Under this task are some entries; return every one of them exactly.

(Stored data)
◆ ◆ ◆ ◆ ◆ ◆ ◆

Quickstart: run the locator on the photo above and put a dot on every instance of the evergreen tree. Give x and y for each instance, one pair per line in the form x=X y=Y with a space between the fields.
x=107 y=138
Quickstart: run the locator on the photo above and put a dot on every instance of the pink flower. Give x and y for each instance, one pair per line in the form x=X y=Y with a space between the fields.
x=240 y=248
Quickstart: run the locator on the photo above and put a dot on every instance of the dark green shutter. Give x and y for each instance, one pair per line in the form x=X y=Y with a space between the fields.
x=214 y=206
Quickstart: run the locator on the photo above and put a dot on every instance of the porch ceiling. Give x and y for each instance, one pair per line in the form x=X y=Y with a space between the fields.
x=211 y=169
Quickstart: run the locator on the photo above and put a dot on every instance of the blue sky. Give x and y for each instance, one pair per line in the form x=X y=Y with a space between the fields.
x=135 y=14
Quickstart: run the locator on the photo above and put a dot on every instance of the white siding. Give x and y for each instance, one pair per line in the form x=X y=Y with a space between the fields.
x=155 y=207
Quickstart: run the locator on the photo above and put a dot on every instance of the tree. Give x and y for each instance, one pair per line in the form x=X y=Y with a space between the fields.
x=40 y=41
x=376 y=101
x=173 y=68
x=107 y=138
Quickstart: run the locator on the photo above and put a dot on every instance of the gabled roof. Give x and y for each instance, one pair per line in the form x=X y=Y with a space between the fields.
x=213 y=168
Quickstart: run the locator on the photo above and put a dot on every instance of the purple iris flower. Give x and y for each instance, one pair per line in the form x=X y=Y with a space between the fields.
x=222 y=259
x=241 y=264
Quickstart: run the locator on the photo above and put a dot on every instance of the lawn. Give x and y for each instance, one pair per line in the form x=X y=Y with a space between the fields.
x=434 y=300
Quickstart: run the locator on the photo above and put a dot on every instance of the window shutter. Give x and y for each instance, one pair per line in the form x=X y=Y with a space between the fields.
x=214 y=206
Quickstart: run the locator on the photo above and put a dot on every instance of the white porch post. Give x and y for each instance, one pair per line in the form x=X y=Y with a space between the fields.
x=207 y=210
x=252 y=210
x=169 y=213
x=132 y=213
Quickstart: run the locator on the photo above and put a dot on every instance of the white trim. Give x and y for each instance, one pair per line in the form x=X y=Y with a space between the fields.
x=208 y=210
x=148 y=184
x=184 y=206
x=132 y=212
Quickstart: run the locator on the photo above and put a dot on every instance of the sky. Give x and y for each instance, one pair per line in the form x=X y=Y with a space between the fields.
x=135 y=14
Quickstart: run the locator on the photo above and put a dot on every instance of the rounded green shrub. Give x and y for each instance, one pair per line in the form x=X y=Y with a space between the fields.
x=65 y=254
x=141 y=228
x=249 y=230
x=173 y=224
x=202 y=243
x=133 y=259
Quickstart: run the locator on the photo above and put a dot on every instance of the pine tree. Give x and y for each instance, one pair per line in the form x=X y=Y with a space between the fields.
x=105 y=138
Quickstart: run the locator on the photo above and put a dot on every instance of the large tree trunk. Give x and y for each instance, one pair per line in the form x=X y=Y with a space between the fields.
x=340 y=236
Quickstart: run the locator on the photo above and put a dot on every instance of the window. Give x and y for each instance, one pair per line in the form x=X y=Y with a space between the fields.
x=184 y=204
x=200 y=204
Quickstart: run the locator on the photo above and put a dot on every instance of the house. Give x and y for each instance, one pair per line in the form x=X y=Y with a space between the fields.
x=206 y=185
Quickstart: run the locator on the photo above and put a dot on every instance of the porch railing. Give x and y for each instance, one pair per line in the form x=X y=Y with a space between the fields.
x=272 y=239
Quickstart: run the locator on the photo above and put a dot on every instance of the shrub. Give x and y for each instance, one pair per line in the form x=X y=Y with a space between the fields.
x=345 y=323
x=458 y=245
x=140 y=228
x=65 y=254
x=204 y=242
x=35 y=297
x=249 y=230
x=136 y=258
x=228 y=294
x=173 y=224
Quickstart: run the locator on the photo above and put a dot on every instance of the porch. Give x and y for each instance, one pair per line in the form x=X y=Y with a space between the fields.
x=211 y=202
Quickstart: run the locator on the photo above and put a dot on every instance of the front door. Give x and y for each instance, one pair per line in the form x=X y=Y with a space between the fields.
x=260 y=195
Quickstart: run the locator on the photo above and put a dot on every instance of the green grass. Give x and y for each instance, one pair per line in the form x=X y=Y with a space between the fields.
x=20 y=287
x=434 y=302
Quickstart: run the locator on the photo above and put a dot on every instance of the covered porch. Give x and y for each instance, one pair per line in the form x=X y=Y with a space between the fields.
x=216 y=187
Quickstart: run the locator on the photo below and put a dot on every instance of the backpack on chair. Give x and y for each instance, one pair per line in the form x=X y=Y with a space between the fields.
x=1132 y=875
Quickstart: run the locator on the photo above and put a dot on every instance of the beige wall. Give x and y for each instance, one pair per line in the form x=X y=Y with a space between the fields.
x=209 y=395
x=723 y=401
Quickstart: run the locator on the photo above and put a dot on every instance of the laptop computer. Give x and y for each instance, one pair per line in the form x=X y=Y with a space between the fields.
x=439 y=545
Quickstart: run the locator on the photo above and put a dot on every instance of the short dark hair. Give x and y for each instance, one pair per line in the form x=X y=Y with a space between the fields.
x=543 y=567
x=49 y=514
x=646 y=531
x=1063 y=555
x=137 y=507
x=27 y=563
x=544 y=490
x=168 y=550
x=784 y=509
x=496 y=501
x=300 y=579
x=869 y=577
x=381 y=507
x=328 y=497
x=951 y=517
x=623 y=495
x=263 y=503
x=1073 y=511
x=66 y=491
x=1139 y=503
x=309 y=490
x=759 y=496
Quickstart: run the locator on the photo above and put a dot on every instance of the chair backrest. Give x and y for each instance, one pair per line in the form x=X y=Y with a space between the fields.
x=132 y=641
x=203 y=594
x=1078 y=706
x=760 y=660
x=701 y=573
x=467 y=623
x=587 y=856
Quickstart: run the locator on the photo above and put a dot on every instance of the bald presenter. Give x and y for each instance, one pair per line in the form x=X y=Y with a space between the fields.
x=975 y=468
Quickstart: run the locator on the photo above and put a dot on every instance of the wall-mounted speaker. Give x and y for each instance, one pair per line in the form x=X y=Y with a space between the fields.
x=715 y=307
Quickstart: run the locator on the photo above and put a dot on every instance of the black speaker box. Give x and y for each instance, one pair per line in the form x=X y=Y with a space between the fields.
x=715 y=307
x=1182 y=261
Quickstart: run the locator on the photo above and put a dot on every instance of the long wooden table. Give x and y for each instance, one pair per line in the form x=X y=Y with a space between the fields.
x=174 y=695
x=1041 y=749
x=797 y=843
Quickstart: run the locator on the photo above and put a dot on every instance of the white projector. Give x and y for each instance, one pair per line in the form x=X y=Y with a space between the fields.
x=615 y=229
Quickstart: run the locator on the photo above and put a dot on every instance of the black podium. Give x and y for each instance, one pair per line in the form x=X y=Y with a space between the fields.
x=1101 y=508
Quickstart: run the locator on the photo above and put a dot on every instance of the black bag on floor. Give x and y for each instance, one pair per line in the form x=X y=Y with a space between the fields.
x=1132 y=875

◆ ◆ ◆ ◆ ◆ ◆ ◆

__Response to the exercise__
Quickstart: run the locator on the photo above and put a dot on every instance of the evergreen tree. Give x and y for each instance, one pair per line in the form x=X y=Y with a space between the fields.
x=107 y=138
Quickstart: run the locator on the photo above and put a dot on every instance of the pink flower. Give x and y for each instance, one pair per line in the form x=X y=Y with a space between the fields.
x=240 y=248
Quickstart: run the locator on the photo above and put a dot on every instance of the dark green shutter. Give x and y for each instance, one pair per line in the form x=X y=Y with a space between the fields.
x=214 y=206
Quickstart: run the locator on the photo above and put a dot on every instance of the porch ceiling. Give x and y for each instance, one pair per line in the form x=X y=Y with a space between the fields.
x=211 y=169
Quickstart: run the locator on the photo above and put a dot on every instance of the blue sky. Give x and y for each instance, one pair per line in the form x=X y=Y with a space between the fields.
x=135 y=14
Quickstart: run the locator on the photo above and put a dot on every instance of the white siding. Give x and y for each instance, one pair per line in the form x=X y=Y with a space between the fields.
x=155 y=207
Quickstart: run the locator on the photo above and put a dot on every instance of the tree. Give x and y for each instance, one pair per line in the form x=X y=Y with a space between the fields.
x=40 y=41
x=376 y=101
x=173 y=68
x=107 y=138
Quickstart: run the locator on the photo above and put a dot on every instance of the gabled roof. Give x and y for each instance, one pair per line in the form x=X y=Y with a space between the fields.
x=213 y=168
Quickstart: run the locator on the photo above and put a dot on every instance of the purple iris flower. Give x and y for each instance, one pair per line in the form x=X y=Y with a space between the fields.
x=222 y=259
x=241 y=264
Quickstart: run the locator on the photo above and put a dot on every instance of the lawn. Give x and y for each instance, one pair per line in the form x=X y=Y with a space between the fields.
x=434 y=300
Quickstart: run the locator on the photo above and put a dot on every instance of the window shutter. Give x and y for each instance, one pair per line in the form x=X y=Y with a space between the fields.
x=214 y=206
Quickstart: run the locator on the photo above and put a dot on every instance of the white porch post. Give x and y for each instance, one pair per line in the form x=X y=Y with a space between the fields.
x=207 y=210
x=252 y=210
x=169 y=213
x=132 y=213
Quickstart: run the locator on the photo above and put a dot on every instance of the white trim. Give x and y for each instance, one pair per line in the form x=X y=Y with a space between the fields.
x=208 y=210
x=148 y=184
x=184 y=206
x=132 y=212
Quickstart: run the locator on the photo above and put a dot on every instance of the sky. Give x and y for each instance, one pair per line in the form x=X y=Y with a space between the fields.
x=135 y=14
Quickstart: run the locator on the photo above and put a dot on every instance of the rounded green shrub. Give x and y for each instance, one pair per line in the form x=X y=Y with a space between the fields.
x=65 y=254
x=141 y=228
x=249 y=230
x=173 y=224
x=202 y=243
x=133 y=259
Quickstart: run the locator on the photo above and put a dot on every instance of the pine tree. Give x and y for each instance, one pair per line in the form x=X y=Y with a space between the fields.
x=105 y=138
Quickstart: run the locator on the photo above and put a dot on every instance of the large tree trunk. Give x and y for each instance, one pair per line in the form x=X y=Y with a space between the fields.
x=340 y=236
Quickstart: run the locator on the photo above and put a dot on every instance of the window. Give x and y for each instance, one pair per line in the form x=X y=Y with a space between the fields.
x=184 y=204
x=200 y=204
Quickstart: run the locator on the photo above and put a dot on every instance of the house. Give x and y for each instance, one pair per line in the form x=X y=Y with a space between the fields.
x=206 y=185
Quickstart: run the locator on the photo above and put a dot on every instance of the porch railing. Give x and y for each instance, one pair per line in the form x=X y=Y with a space between the fields.
x=272 y=239
Quickstart: run the locator on the photo above and put a dot on every instance of the shrub. Give x and y for each instance, one pair per line in the form x=X y=Y with a space between the fields.
x=345 y=323
x=458 y=245
x=140 y=228
x=65 y=254
x=204 y=242
x=35 y=297
x=249 y=230
x=136 y=258
x=228 y=294
x=173 y=224
Quickstart: run the locator on the photo above and put a dot on every instance of the porch. Give x and y for each instance, one pair per line in the form x=X y=Y with a space between the fields.
x=211 y=202
Quickstart: run the locator on the photo above and put a dot on every instance of the front door. Give x and y for each instance, one pair per line in the form x=X y=Y with a space between the fields.
x=260 y=195
Quickstart: run the locator on the photo above and put a dot on every instance of the green grass. Give x and y for each instance, one pair per line in the form x=X y=Y with a space between the fields.
x=20 y=287
x=434 y=302
Quickstart: run the locator on the photo above and put a dot on every instance of the covered porch. Give x and y for each instance, one pair per line in the form x=X y=Y with a space between the fields.
x=216 y=187
Quickstart: run the locator on the photo below and put a dot on every instance of the backpack on chair. Give x and y for each instance, one pair per line in the form x=X y=Y with a space between the fields.
x=1132 y=875
Quickstart: run the locator on the photo above and put a dot on every instance of the beige wall. Give x and y for each instance, one pair per line in the form x=X y=Y with a space between the fields.
x=209 y=395
x=723 y=401
Quickstart: run the locator on the photo above and put a dot on every instance of the laptop computer. Give x and y for each instance, one pair per line in the form x=X y=Y with a space between the fields.
x=439 y=545
Quickstart: run the locator on the photo above and put a dot on every instance of the short dark hair. Give x and y for each instance, one pair per line in the form x=X y=Y with a space between the fields.
x=543 y=567
x=49 y=514
x=646 y=531
x=1063 y=555
x=137 y=507
x=27 y=563
x=544 y=490
x=168 y=550
x=784 y=509
x=496 y=501
x=300 y=579
x=869 y=577
x=381 y=507
x=328 y=497
x=951 y=517
x=623 y=495
x=263 y=503
x=1073 y=511
x=66 y=491
x=1139 y=503
x=309 y=490
x=759 y=496
Quickstart: run the locator on the photo above and put a dot on every instance of the chair backrest. Give x and y for each instance, one pair per line in the form x=X y=Y with a space between the fields.
x=132 y=641
x=203 y=594
x=1078 y=706
x=760 y=660
x=701 y=573
x=467 y=623
x=587 y=856
Quickstart: run the locator on the photo above and put a dot on every instance of the bald presenter. Give x and y for each instance, one pair per line in the form x=X y=Y with a space between the fields.
x=975 y=468
Quickstart: run the locator on the photo above and put a dot on every instance of the wall-mounted speaker. Give x and y for each instance, one pair per line in the form x=X y=Y with a space between the fields.
x=715 y=307
Quickstart: run the locator on the photo above and put a dot on every instance of the black speaker box. Give x and y for each instance, one pair per line in the form x=X y=Y with a space between the fields.
x=715 y=307
x=1182 y=261
Quickstart: run the locator on the photo above and put a dot on every instance of the long wooden table. Give x and y for each instance, one pair per line in the form x=X y=Y with a space between the fields.
x=174 y=695
x=1041 y=749
x=797 y=843
Quickstart: run the locator on the photo above and put a dot on every instance of the white projector. Give x and y for each instance, one pair per line in the form x=X y=Y with a space between the fields.
x=615 y=229
Quickstart: run the locator on the photo above and put a dot on every instance of the black podium. Give x and y for each instance, one pair per line in the form x=X y=Y with a space between the fields.
x=1101 y=508
Quickstart: run the locator on the photo above and put a dot on every instance of the black bag on floor. Give x and y for each instance, one pair per line in the form x=X y=Y with a space between the fields.
x=1132 y=875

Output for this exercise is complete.